Using the entries below, quote exactly the span of lines that begins with the line containing "Objective - one point per instance of the tent" and ends with the final line.
##############################
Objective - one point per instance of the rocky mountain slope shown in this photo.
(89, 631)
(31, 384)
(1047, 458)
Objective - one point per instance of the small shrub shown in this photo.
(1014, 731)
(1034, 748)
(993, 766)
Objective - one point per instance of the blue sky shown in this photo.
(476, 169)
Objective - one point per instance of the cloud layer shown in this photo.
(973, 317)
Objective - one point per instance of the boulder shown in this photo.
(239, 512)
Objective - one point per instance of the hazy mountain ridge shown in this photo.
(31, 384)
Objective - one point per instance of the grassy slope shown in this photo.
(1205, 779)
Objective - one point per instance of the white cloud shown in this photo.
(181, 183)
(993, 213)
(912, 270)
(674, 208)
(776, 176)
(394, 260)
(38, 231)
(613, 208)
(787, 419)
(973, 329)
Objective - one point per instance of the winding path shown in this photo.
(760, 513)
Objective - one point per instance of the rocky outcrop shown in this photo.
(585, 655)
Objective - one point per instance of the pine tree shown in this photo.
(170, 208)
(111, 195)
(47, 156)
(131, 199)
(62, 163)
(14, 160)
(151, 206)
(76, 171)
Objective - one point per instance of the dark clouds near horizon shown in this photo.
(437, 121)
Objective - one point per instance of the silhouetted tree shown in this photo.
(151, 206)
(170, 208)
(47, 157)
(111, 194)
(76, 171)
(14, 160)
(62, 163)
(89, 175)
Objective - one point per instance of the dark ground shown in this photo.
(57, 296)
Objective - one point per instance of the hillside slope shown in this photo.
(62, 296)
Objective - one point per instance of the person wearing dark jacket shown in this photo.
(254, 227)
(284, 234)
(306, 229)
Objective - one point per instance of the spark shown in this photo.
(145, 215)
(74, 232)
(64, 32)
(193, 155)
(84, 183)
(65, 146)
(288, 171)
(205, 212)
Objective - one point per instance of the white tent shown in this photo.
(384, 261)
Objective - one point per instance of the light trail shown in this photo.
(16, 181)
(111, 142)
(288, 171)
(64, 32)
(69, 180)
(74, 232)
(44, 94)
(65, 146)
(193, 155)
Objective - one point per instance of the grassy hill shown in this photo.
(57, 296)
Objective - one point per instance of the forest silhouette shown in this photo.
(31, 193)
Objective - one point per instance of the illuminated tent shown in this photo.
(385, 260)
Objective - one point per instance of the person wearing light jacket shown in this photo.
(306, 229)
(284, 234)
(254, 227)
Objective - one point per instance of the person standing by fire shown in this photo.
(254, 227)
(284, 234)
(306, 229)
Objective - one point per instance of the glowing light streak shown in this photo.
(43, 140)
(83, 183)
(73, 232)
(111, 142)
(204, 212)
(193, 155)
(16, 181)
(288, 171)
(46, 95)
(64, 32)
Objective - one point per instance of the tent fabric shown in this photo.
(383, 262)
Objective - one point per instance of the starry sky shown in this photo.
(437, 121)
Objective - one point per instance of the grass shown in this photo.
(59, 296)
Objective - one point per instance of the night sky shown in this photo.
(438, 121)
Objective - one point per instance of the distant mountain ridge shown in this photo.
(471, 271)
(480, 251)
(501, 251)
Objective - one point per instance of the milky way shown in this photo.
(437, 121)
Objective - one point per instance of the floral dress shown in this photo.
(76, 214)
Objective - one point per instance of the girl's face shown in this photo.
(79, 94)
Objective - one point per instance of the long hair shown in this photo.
##############################
**Answer to the problem**:
Objective - one point per instance of the tent fabric shown in this photo.
(383, 262)
Objective - one point per instance of the starry sky shown in this photo.
(437, 121)
Objective - one point per instance of the grass shown in this photo.
(59, 296)
Objective - one point per instance of the night sky shown in this photo.
(438, 121)
Objective - one point per instance of the distant mountain ridge shown in this photo.
(471, 271)
(480, 251)
(501, 251)
Objective - one point per instance of the milky way shown in this photo.
(437, 121)
Objective - one point per instance of the floral dress shown in this photo.
(76, 214)
Objective - one point per instance of the girl's face shown in this photo.
(79, 94)
Objective - one point per instance of the long hair shown in this photo.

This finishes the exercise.